** Data lines **
----------

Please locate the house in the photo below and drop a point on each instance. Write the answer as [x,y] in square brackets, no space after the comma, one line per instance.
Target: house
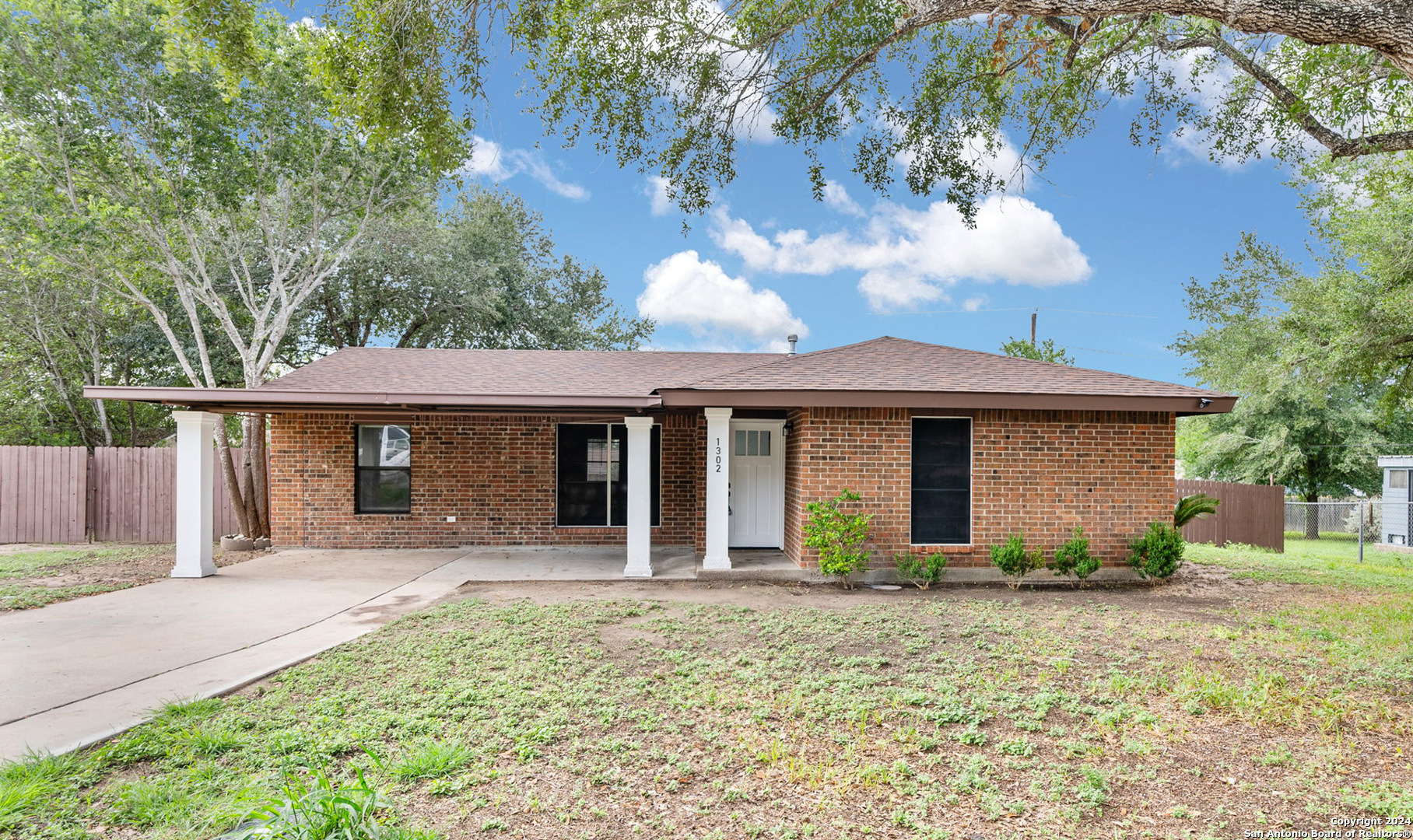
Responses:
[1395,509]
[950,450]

----------

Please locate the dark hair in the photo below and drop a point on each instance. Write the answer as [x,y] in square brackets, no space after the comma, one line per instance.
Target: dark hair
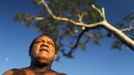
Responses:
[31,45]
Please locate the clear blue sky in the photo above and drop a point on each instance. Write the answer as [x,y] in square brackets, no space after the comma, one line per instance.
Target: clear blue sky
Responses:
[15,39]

----------

Count the lines above that contain the string "drop", treating case as significant, and give only the number.

3